Yay! Yee-haw! Right? Of course, we’ve oversimplified this today, but Jesus was explaining, per John’s narrative, that God loved the world (which we’re often taught is so corrupted and evil that it has to blow up at the end of time to make God happy) that he sent his son. That God “gave” his son as a gift so that there would not be perishing but eternal life.
All well and good, and perfectly lovely. Absolutely one of the “nicest,” safest, most universally smiled upon verses in the whole Bible. But just like everything else, it gets prooftexted, it gets used by those who want to read what they want to, into something else.
It’s like we read “perish” and some people go, “ohhhhh” and start pointing fingers, thinking about all the people who are going to perish! But that’s not what it says there.
KEEP READING.
John 3:17 For God did not send his Son into the world to condemn the world, but to save the world through him. (Emphasis mine. I’ve always wanted to say that!…)
The writer of John goes out of his way to specifically say that Jesus was not sent to condemn the world. Granted, the world stood condemned because of the law, because who can’t not break the law? (No one.) The world already stood condemned. But for all the people, like Nicodemus, who had been raised in a climate where the rules were everything, John made sure that he included that Jesus said he wasn’t there to blast anyone, but to save the world.

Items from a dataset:
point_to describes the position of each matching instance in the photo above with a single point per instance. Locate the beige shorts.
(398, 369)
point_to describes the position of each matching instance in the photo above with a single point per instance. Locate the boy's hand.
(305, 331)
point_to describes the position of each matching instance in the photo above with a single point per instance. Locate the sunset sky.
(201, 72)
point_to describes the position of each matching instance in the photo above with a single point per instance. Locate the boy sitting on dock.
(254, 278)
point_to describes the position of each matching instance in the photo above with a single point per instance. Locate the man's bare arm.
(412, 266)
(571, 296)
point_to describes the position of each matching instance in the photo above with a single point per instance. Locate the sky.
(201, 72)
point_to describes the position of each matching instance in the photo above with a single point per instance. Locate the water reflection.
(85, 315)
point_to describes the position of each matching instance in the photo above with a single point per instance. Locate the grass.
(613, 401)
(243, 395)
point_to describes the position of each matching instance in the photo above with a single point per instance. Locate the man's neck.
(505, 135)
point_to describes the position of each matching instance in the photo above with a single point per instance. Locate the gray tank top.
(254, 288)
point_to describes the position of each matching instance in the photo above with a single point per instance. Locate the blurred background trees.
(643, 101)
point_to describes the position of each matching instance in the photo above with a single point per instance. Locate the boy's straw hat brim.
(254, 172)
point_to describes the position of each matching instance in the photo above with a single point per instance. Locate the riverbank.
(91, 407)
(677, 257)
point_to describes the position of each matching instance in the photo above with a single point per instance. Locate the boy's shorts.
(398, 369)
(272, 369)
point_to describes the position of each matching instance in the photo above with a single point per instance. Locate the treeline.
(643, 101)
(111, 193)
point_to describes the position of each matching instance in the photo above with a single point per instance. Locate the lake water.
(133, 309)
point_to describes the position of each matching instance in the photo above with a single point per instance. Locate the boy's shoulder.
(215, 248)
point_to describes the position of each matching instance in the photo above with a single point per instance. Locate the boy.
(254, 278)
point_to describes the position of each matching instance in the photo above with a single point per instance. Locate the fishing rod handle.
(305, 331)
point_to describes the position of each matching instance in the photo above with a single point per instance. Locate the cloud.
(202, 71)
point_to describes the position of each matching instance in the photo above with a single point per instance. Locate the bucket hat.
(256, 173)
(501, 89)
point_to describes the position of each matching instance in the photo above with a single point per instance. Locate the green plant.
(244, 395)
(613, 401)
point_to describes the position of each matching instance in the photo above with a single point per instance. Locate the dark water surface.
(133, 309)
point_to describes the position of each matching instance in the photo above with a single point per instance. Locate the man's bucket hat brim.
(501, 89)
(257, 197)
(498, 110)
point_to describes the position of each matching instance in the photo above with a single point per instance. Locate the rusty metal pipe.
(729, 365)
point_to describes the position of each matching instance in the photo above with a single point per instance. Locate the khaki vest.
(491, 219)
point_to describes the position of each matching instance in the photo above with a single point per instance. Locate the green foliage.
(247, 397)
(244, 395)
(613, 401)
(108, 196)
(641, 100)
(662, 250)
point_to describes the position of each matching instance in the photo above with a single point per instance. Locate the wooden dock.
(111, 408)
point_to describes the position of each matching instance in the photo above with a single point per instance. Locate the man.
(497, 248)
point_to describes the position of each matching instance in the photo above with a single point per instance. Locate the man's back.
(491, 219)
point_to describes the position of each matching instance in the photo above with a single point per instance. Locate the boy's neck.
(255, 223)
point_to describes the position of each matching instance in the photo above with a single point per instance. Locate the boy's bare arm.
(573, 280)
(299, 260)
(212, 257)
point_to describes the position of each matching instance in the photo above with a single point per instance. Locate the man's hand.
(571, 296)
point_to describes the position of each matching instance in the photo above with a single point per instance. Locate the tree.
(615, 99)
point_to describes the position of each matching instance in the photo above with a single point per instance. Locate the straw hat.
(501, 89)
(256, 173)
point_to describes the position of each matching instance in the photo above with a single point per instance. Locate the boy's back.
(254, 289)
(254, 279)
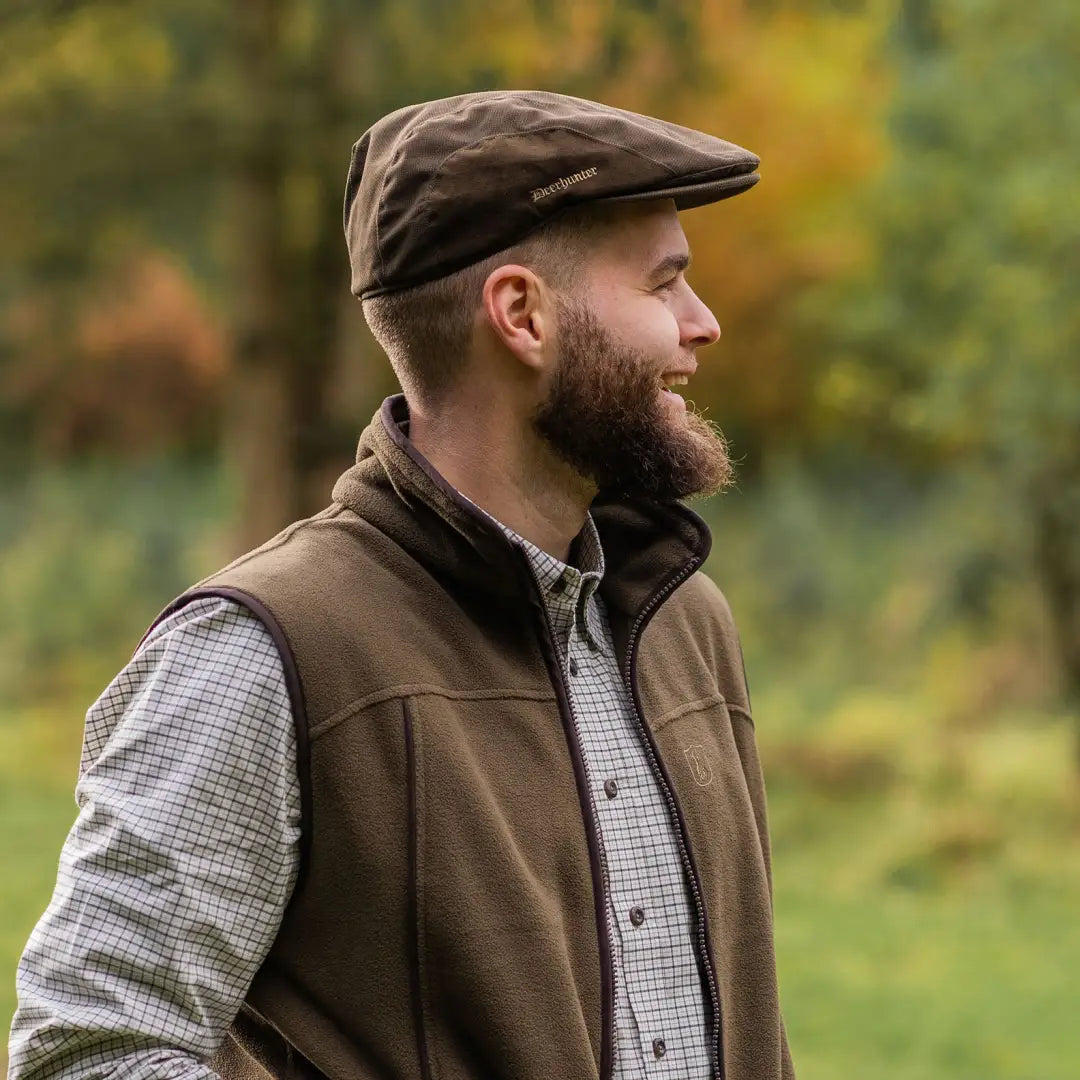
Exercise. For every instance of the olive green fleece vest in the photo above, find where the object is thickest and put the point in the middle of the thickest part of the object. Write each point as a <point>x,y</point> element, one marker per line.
<point>448,919</point>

List of tasks:
a) Print the stretch of the sermon excerpt from "It’s like we" through "it says there.".
b) Answer these questions from the sermon excerpt:
(i) According to the excerpt, as what did God "give" his son?
(ii) Which verse, by chapter and verse number, is quoted in full?
(iii) Who is named as an example of the people raised in a climate where the rules were everything?

Task responses:
a)
It’s like we read “perish” and some people go, “ohhhhh” and start pointing fingers, thinking about all the people who are going to perish! But that’s not what it says there.

b)
(i) As a gift, so that there would not be perishing but eternal life.
(ii) John 3:17.
(iii) Nicodemus.